• **DATASET RECORDS**:
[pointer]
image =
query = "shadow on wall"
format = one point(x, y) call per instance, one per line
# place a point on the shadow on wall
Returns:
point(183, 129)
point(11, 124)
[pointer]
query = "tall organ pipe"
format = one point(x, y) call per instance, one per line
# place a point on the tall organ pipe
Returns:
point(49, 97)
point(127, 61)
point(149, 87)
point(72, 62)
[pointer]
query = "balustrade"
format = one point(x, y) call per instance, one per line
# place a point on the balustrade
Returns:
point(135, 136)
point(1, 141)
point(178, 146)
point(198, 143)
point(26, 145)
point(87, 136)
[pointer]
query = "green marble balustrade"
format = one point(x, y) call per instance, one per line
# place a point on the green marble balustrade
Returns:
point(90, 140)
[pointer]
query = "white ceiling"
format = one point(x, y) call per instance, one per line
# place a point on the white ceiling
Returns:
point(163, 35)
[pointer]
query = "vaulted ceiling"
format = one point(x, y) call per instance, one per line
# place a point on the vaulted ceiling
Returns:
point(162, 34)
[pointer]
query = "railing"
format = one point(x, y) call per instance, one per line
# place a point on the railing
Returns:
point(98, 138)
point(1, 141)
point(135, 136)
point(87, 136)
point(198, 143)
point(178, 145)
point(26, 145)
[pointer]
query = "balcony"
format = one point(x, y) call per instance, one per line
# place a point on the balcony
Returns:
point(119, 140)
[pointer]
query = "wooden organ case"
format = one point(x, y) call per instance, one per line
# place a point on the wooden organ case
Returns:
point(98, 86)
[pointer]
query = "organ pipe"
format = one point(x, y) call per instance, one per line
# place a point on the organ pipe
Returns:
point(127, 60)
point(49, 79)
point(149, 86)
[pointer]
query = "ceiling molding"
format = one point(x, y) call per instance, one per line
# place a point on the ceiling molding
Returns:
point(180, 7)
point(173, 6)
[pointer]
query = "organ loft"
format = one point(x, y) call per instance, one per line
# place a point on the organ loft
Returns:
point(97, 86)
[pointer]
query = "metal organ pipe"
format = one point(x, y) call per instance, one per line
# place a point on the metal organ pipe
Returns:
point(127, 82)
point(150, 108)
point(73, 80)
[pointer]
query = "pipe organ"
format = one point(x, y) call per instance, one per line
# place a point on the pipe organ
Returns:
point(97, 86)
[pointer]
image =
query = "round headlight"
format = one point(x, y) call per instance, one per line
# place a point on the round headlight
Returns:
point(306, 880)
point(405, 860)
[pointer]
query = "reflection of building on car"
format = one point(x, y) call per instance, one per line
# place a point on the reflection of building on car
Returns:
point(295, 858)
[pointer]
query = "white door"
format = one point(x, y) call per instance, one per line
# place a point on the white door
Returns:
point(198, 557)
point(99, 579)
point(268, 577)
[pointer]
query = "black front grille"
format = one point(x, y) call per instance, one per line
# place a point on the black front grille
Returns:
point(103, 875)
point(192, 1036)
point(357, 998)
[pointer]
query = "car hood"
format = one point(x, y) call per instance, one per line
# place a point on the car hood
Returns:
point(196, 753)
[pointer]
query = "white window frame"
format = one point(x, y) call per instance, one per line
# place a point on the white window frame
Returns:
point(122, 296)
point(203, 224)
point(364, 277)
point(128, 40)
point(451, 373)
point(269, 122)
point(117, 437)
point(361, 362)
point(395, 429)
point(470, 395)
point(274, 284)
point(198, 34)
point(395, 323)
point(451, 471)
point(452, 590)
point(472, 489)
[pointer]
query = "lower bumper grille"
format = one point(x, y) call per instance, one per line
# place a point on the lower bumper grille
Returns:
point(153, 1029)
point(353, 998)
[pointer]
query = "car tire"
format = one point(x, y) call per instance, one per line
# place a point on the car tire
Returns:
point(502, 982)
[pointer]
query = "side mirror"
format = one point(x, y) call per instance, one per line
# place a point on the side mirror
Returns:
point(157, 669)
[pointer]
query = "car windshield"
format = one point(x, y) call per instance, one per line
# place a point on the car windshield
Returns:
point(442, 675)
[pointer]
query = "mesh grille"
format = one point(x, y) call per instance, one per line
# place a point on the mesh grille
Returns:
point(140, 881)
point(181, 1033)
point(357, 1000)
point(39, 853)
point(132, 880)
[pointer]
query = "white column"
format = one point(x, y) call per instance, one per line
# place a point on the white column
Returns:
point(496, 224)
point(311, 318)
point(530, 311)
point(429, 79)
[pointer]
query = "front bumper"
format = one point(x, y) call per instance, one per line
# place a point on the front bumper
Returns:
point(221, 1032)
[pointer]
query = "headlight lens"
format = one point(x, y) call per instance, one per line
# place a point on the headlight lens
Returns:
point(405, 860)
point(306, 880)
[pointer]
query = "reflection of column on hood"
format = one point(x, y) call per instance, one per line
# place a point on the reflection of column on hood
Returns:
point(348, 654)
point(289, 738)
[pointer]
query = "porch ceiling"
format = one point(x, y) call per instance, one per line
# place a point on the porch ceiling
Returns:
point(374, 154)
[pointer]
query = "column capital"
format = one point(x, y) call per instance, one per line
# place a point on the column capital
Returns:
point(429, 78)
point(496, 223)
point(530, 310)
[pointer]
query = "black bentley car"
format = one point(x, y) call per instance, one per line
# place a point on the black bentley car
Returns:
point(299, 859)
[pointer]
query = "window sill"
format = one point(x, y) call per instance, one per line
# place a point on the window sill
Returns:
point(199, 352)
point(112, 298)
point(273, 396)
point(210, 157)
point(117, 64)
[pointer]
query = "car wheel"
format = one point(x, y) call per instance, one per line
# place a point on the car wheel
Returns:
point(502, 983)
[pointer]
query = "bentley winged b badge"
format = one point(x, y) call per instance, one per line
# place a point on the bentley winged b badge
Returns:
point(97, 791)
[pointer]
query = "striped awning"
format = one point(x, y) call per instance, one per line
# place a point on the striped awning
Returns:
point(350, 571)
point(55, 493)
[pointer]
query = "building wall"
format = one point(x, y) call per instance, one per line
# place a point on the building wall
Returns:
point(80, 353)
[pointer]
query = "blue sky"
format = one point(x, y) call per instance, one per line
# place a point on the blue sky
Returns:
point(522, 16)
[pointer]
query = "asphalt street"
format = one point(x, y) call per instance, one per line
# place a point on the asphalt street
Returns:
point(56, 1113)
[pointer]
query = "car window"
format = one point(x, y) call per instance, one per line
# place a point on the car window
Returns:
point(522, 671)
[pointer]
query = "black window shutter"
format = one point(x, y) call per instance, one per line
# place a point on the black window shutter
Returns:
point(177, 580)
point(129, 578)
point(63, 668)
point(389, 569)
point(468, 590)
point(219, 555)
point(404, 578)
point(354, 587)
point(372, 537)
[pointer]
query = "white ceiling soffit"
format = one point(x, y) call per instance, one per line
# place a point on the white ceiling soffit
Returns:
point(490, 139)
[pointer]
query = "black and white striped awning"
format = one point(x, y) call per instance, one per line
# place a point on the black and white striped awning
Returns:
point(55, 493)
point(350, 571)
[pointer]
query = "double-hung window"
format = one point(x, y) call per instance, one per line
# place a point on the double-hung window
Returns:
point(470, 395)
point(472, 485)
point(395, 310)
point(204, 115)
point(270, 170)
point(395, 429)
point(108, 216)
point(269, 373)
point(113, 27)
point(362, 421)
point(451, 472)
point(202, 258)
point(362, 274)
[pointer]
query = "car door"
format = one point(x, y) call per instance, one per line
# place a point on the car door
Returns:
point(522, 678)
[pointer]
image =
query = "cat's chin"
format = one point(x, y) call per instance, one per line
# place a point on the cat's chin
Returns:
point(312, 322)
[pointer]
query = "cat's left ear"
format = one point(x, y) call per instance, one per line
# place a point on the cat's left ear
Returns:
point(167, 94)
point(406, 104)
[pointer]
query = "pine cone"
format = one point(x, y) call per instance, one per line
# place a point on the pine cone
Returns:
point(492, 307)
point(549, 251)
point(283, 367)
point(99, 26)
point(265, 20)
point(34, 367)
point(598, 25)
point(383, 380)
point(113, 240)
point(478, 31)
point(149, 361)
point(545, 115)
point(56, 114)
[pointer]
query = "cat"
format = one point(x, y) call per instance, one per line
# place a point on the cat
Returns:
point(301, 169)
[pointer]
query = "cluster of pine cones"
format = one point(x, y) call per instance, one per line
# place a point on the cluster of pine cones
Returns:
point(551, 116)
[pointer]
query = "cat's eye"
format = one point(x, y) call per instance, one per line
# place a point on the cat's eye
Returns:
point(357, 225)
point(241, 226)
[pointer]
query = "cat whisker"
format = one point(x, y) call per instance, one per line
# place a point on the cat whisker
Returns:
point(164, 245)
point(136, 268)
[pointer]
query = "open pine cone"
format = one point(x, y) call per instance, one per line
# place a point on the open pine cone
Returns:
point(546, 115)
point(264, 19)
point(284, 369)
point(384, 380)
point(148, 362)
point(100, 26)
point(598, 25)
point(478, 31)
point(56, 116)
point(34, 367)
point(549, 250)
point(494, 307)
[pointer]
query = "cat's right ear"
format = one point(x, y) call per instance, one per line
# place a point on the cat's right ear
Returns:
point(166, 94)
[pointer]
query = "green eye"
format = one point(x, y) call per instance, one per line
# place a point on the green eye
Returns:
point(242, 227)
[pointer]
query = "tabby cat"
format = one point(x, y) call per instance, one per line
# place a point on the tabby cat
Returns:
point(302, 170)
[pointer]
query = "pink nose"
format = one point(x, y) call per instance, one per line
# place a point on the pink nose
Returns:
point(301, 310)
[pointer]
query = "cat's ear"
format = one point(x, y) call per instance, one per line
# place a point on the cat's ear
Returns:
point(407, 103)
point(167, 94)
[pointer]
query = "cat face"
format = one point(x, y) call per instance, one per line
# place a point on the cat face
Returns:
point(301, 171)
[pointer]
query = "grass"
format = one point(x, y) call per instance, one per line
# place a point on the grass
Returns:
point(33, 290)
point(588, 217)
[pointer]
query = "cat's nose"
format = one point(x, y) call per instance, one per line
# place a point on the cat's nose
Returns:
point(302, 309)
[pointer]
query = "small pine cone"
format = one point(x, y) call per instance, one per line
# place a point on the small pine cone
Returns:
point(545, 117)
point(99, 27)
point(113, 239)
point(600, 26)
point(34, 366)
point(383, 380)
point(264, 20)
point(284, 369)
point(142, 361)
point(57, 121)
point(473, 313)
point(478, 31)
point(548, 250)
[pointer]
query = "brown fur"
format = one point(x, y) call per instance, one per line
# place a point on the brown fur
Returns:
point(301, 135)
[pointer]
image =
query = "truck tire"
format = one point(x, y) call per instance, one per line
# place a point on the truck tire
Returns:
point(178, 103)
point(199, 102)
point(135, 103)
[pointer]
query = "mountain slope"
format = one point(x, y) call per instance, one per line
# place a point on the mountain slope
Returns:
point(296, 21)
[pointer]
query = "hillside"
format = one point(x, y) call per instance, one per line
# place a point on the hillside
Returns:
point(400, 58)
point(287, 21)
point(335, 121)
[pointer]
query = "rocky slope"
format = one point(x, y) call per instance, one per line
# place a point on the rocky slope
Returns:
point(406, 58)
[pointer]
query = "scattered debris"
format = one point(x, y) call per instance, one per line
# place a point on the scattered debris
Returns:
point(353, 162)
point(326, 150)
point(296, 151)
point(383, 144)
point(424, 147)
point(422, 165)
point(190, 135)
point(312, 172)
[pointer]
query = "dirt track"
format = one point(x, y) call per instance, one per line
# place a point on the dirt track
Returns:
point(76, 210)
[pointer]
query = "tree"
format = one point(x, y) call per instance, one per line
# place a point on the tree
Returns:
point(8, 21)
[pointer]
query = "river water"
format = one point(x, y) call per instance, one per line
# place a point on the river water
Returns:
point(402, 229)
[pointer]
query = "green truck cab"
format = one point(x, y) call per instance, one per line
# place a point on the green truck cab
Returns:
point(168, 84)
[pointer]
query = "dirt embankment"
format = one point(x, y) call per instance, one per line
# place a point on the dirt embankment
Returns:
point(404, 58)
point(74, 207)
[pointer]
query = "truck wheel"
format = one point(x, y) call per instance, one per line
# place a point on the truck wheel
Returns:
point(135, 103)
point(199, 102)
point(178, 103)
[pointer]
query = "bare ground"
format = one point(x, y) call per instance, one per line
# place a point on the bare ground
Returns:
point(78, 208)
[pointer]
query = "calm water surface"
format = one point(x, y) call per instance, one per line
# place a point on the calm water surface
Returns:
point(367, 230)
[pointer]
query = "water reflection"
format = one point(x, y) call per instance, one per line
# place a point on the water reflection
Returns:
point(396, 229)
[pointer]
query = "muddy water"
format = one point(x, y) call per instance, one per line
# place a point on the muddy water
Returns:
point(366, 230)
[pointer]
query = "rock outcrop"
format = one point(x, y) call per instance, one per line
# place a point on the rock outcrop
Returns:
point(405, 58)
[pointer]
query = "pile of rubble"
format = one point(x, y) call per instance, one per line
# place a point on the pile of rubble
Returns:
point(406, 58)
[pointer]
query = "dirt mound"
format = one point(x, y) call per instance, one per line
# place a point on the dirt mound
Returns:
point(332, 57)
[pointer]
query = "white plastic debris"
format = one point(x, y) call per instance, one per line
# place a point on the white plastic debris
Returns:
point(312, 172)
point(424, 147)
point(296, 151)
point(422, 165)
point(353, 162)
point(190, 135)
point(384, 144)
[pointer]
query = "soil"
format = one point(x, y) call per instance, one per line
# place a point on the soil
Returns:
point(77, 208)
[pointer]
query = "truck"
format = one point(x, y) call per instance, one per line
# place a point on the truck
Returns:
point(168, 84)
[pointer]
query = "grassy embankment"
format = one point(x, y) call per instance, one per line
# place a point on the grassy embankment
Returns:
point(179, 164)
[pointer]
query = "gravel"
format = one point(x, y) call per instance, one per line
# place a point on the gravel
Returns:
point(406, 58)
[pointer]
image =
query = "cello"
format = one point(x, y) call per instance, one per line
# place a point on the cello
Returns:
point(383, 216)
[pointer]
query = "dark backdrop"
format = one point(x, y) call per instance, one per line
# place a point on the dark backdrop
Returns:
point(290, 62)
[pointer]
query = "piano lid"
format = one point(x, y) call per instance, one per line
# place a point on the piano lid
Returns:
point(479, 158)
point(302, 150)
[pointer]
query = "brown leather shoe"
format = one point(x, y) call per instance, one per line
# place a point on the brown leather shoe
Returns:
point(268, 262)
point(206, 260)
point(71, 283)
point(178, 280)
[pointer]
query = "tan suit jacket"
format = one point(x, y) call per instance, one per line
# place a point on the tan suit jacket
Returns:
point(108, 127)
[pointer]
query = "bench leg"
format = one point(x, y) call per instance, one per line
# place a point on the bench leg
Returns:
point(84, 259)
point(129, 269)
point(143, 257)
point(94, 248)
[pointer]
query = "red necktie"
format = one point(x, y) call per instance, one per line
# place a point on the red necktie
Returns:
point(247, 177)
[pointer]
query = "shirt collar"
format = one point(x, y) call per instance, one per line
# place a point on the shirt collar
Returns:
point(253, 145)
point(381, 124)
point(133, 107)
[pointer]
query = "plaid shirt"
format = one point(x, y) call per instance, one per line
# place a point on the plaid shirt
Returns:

• **AIM OF THE TASK**: Copy the rows above from the start of the rows through the line containing "point(162, 34)", including the requests, and raise every x and y coordinate in the answers by 4.

• **SOLUTION TO THIS PROBLEM**:
[pointer]
image =
query = "shadow on wall"
format = one point(x, y) call per instance, one per line
# place a point on the shadow on wall
Returns:
point(187, 133)
point(15, 128)
[pointer]
query = "tall organ pipe"
format = one point(x, y) call per instance, one per line
# place a point on the tall organ pipe
Returns:
point(53, 101)
point(131, 65)
point(153, 91)
point(76, 66)
[pointer]
query = "balustrade"
format = one point(x, y) call per instance, one per line
# place a point on the balustrade
Returns:
point(139, 140)
point(5, 145)
point(182, 150)
point(202, 147)
point(30, 149)
point(91, 140)
[pointer]
query = "green marble balustrade"
format = one point(x, y) call per instance, one per line
# place a point on the green marble balustrade
Returns:
point(94, 144)
[pointer]
query = "white ceiling"
format = one point(x, y) call per instance, one per line
# place a point on the white ceiling
Returns:
point(167, 39)
[pointer]
query = "vaulted ceiling"
format = one point(x, y) call per instance, one per line
# place a point on the vaulted ceiling
Returns:
point(166, 38)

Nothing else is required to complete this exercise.